• [INPUT FOR THIS TASK]:
-- Begin --
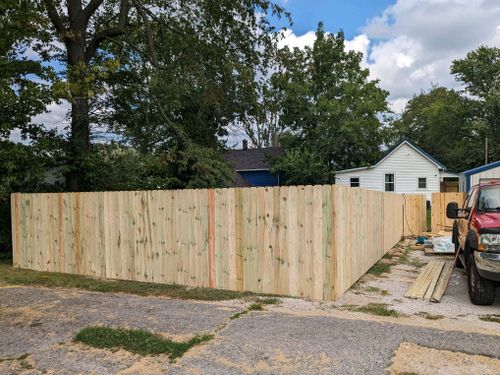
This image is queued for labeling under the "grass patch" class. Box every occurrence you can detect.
[479,315,500,323]
[417,311,444,320]
[257,297,281,305]
[368,262,391,276]
[75,327,213,360]
[398,246,426,268]
[248,303,263,311]
[353,303,401,317]
[0,260,266,301]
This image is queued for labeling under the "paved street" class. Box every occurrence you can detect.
[0,287,500,374]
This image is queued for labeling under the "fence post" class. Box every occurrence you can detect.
[207,189,216,288]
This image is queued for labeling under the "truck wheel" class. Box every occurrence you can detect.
[467,253,496,305]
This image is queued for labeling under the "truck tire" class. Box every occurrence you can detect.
[467,252,496,305]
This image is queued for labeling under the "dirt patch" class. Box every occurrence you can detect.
[387,342,500,375]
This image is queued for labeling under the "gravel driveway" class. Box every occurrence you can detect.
[0,287,500,374]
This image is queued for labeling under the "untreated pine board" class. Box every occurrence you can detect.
[430,261,455,302]
[11,185,412,300]
[424,262,445,299]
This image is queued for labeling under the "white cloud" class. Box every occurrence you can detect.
[31,101,70,132]
[363,0,500,112]
[280,0,500,112]
[278,29,316,49]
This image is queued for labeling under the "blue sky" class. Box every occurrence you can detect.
[277,0,395,39]
[29,0,500,144]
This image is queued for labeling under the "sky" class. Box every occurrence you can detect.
[29,0,500,140]
[276,0,500,113]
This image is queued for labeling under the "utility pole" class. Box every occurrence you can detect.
[484,137,488,164]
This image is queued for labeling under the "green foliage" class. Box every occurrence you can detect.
[272,24,388,184]
[75,327,213,360]
[391,87,484,172]
[354,303,401,318]
[80,144,234,191]
[389,46,500,172]
[451,46,500,161]
[368,261,391,276]
[0,140,60,253]
[0,260,255,301]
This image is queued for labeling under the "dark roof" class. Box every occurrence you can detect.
[224,147,283,171]
[234,172,252,187]
[337,138,447,173]
[461,160,500,176]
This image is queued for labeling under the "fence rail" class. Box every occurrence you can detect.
[12,185,418,300]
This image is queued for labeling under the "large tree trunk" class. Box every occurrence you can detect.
[66,19,90,191]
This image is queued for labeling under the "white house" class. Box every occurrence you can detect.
[459,160,500,192]
[335,140,458,200]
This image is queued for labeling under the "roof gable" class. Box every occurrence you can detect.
[374,139,446,171]
[224,147,283,171]
[337,139,447,173]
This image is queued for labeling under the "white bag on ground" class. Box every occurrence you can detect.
[432,236,455,253]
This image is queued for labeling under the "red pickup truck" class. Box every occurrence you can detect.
[446,180,500,305]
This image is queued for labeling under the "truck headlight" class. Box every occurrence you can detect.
[479,233,500,248]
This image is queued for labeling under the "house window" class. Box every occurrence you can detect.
[385,173,394,191]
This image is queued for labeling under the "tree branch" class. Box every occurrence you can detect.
[132,0,159,66]
[43,0,66,38]
[85,0,129,62]
[83,0,104,24]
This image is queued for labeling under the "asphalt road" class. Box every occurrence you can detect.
[0,287,500,374]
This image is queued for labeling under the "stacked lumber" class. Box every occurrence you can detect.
[405,260,454,302]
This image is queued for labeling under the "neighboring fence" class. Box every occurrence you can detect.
[12,185,414,300]
[431,193,466,232]
[403,194,427,236]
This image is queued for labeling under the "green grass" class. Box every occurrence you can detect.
[352,303,401,317]
[368,262,391,276]
[398,246,425,268]
[75,327,213,360]
[0,260,264,301]
[479,315,500,323]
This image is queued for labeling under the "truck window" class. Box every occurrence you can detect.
[464,188,477,212]
[478,185,500,211]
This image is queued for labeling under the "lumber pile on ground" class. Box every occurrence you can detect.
[405,260,454,302]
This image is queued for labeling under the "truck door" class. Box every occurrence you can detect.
[457,187,477,249]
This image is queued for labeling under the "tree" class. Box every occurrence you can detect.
[0,0,59,255]
[451,46,500,161]
[272,24,388,183]
[37,0,288,190]
[389,87,483,172]
[0,0,55,141]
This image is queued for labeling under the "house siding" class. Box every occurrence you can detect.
[335,144,440,200]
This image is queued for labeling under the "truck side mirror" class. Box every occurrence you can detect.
[446,202,459,219]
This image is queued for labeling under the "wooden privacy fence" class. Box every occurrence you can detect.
[431,193,466,232]
[403,194,427,236]
[12,185,418,300]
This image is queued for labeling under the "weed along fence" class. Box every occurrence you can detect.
[431,193,466,232]
[12,185,416,300]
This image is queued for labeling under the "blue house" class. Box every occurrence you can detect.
[224,140,283,187]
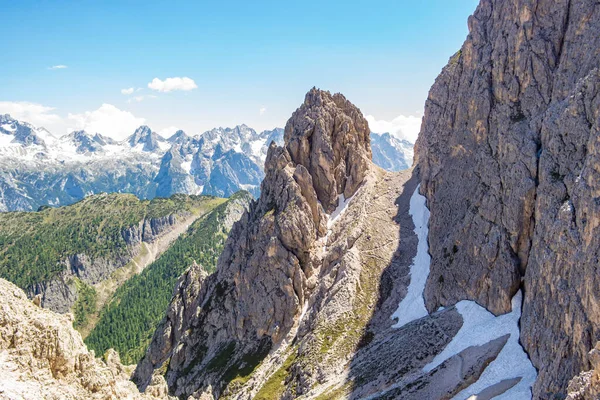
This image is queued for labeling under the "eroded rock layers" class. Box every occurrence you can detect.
[416,0,600,398]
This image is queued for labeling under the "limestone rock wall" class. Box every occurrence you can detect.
[416,0,600,398]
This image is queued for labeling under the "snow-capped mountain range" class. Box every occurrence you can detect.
[0,114,412,211]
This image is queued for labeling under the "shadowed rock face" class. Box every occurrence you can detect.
[0,279,170,400]
[416,0,600,399]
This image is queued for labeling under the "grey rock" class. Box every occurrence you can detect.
[416,0,600,399]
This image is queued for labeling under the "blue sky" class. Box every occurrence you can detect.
[0,0,477,141]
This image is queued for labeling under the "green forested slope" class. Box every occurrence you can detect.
[85,192,250,363]
[0,194,215,289]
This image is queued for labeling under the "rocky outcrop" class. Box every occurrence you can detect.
[136,89,380,396]
[134,89,519,399]
[566,342,600,400]
[416,0,600,399]
[0,279,168,400]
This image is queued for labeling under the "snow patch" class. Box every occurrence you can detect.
[392,185,431,328]
[423,291,537,400]
[1,124,17,132]
[327,193,352,230]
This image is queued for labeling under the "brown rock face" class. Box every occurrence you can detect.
[416,0,600,399]
[284,89,371,212]
[0,279,169,400]
[135,89,371,397]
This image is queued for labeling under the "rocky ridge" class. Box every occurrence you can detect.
[0,115,412,211]
[134,89,528,399]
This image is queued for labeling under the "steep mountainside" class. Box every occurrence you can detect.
[85,192,252,364]
[416,0,600,399]
[0,115,412,211]
[0,279,168,400]
[0,194,224,328]
[134,89,536,399]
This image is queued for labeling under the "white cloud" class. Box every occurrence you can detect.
[0,101,61,126]
[69,104,146,140]
[127,96,144,103]
[148,76,198,92]
[366,113,421,143]
[158,126,179,139]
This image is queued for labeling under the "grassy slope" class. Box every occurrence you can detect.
[0,194,212,289]
[85,193,249,363]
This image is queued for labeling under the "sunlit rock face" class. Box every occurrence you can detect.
[416,0,600,398]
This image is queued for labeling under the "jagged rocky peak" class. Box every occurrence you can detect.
[167,129,190,143]
[127,125,165,151]
[135,89,378,397]
[284,88,371,212]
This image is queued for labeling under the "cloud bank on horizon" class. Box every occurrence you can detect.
[148,76,198,93]
[0,99,422,143]
[365,112,423,144]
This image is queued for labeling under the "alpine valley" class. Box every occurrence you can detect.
[0,0,600,400]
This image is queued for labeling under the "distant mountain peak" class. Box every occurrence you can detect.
[167,129,189,143]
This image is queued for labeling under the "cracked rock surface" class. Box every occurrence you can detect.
[416,0,600,399]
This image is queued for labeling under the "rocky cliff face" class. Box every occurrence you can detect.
[134,89,535,399]
[416,0,600,399]
[0,279,168,400]
[136,90,370,395]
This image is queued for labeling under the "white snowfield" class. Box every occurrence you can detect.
[392,185,431,328]
[392,187,537,400]
[0,115,282,167]
[327,193,352,230]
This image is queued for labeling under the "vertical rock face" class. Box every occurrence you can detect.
[135,89,371,396]
[416,0,600,398]
[284,89,371,212]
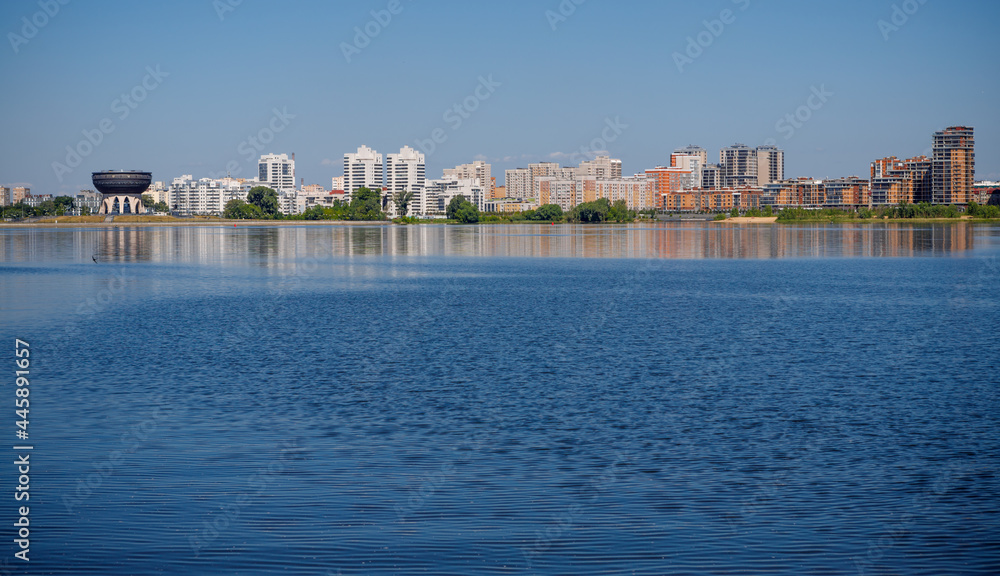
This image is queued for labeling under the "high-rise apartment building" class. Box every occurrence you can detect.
[167,174,254,216]
[10,186,31,204]
[932,126,976,204]
[382,146,427,216]
[576,156,622,180]
[424,178,487,214]
[719,144,757,188]
[646,166,691,209]
[871,156,933,204]
[443,160,496,198]
[670,152,707,190]
[504,168,534,200]
[754,146,785,186]
[344,145,383,194]
[257,154,295,192]
[701,164,722,190]
[674,144,708,168]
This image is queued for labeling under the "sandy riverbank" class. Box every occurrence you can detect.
[715,216,778,224]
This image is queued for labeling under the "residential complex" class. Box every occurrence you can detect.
[344,145,384,194]
[257,154,295,191]
[382,146,426,216]
[0,126,984,216]
[932,126,976,204]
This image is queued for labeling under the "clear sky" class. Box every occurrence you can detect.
[0,0,1000,194]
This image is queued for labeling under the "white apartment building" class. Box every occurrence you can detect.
[535,176,583,211]
[344,145,383,194]
[257,154,295,191]
[73,190,103,216]
[382,146,427,218]
[670,152,705,190]
[757,146,785,186]
[576,156,622,179]
[504,168,533,199]
[583,174,654,210]
[424,178,488,214]
[143,181,168,209]
[443,160,494,198]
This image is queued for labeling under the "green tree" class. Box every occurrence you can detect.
[392,190,413,217]
[350,188,385,221]
[247,186,280,218]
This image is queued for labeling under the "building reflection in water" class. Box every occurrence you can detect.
[0,222,992,264]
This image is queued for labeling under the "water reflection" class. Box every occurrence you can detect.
[0,223,995,267]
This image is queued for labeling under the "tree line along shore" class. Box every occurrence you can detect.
[0,186,1000,224]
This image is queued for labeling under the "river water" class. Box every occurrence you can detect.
[0,223,1000,576]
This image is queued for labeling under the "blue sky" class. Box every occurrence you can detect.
[0,0,1000,194]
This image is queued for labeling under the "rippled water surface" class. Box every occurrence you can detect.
[0,223,1000,576]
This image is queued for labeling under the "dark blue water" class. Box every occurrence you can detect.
[0,225,1000,576]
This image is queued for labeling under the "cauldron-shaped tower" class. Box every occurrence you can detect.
[93,170,153,214]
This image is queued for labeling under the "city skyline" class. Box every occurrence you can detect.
[0,0,1000,195]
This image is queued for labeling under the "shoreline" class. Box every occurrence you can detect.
[0,216,1000,229]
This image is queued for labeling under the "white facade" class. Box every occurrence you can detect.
[143,182,167,210]
[757,146,785,186]
[73,190,103,216]
[167,174,263,216]
[382,146,427,218]
[443,160,494,198]
[257,154,295,192]
[670,152,705,190]
[504,168,532,199]
[344,145,383,194]
[535,176,583,211]
[576,156,622,179]
[424,178,487,214]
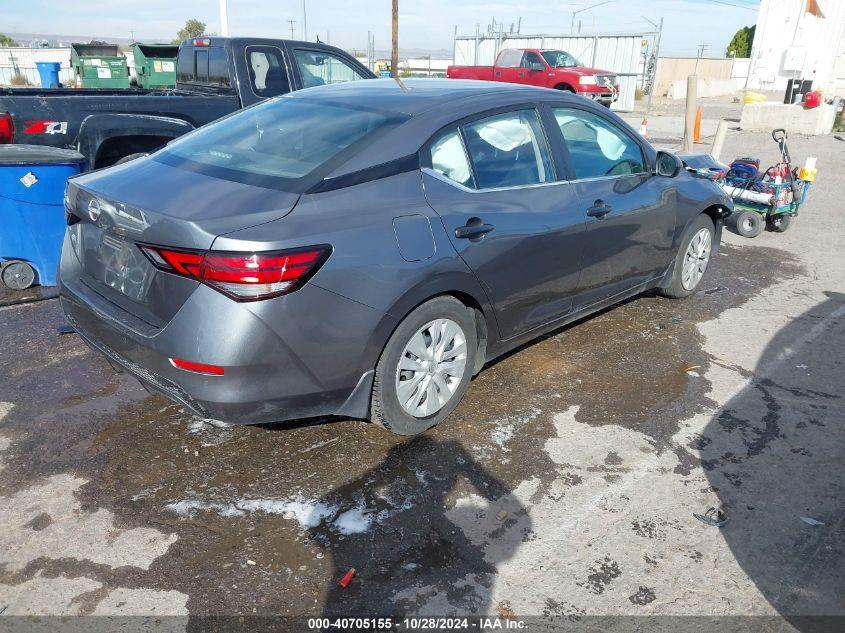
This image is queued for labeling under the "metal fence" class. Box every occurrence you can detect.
[453,33,652,111]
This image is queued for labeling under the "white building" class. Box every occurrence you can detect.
[748,0,845,96]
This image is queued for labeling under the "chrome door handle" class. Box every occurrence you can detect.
[455,218,495,242]
[587,200,613,218]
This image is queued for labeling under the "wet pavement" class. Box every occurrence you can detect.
[0,128,845,630]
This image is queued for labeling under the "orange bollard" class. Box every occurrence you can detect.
[692,106,702,143]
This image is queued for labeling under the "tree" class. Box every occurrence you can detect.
[725,25,757,57]
[173,19,205,44]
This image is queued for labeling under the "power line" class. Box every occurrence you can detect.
[700,0,760,11]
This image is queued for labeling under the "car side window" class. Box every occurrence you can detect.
[208,47,231,88]
[553,108,646,180]
[293,49,366,88]
[246,46,290,99]
[463,109,554,189]
[431,130,473,187]
[496,48,522,68]
[522,52,545,68]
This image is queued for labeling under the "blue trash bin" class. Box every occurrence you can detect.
[35,62,62,88]
[0,145,85,290]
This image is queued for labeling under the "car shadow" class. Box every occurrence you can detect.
[693,293,845,632]
[309,435,531,617]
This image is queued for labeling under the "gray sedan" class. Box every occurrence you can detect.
[60,80,730,434]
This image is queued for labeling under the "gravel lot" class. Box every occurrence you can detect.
[0,101,845,631]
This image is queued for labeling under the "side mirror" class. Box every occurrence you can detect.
[654,150,684,178]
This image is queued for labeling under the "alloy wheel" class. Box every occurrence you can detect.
[396,319,467,418]
[681,228,713,290]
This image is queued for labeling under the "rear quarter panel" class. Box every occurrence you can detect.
[212,171,495,373]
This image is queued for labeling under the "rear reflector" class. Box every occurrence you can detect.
[170,358,225,376]
[139,244,331,301]
[0,112,15,145]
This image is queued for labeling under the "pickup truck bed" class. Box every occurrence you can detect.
[0,37,375,169]
[0,88,241,167]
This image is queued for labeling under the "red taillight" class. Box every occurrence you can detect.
[140,244,331,301]
[170,358,225,376]
[0,112,15,145]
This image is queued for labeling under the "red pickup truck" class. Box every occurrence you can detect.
[446,48,619,107]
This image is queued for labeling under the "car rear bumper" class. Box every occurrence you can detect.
-- End --
• [GIVEN TASK]: Starting with the line that opens the entries and going on through the line with "[467,253,496,305]", please write out every line again, labeling requests included, with each bounding box coordinate increased by 46. Give only those lines, and leave the pictures out.

• [EXERCISE SOLUTION]:
This image is queued for labeling under the "grass patch" class. Box every occurrence you can detect.
[525,361,546,369]
[463,357,490,366]
[303,343,327,351]
[414,308,437,322]
[121,373,259,406]
[444,292,472,314]
[294,349,309,357]
[399,349,447,363]
[46,306,312,347]
This image is queued for labeling under the "paved street" class. Box every occurrence you can detect.
[46,333,546,420]
This image is queued for labeling under the "fence post" class. Box every occurrence you can detect.
[253,235,262,334]
This image is queued for labeling under the "truck wheel" class. Box every occurrence you can detect.
[513,299,542,351]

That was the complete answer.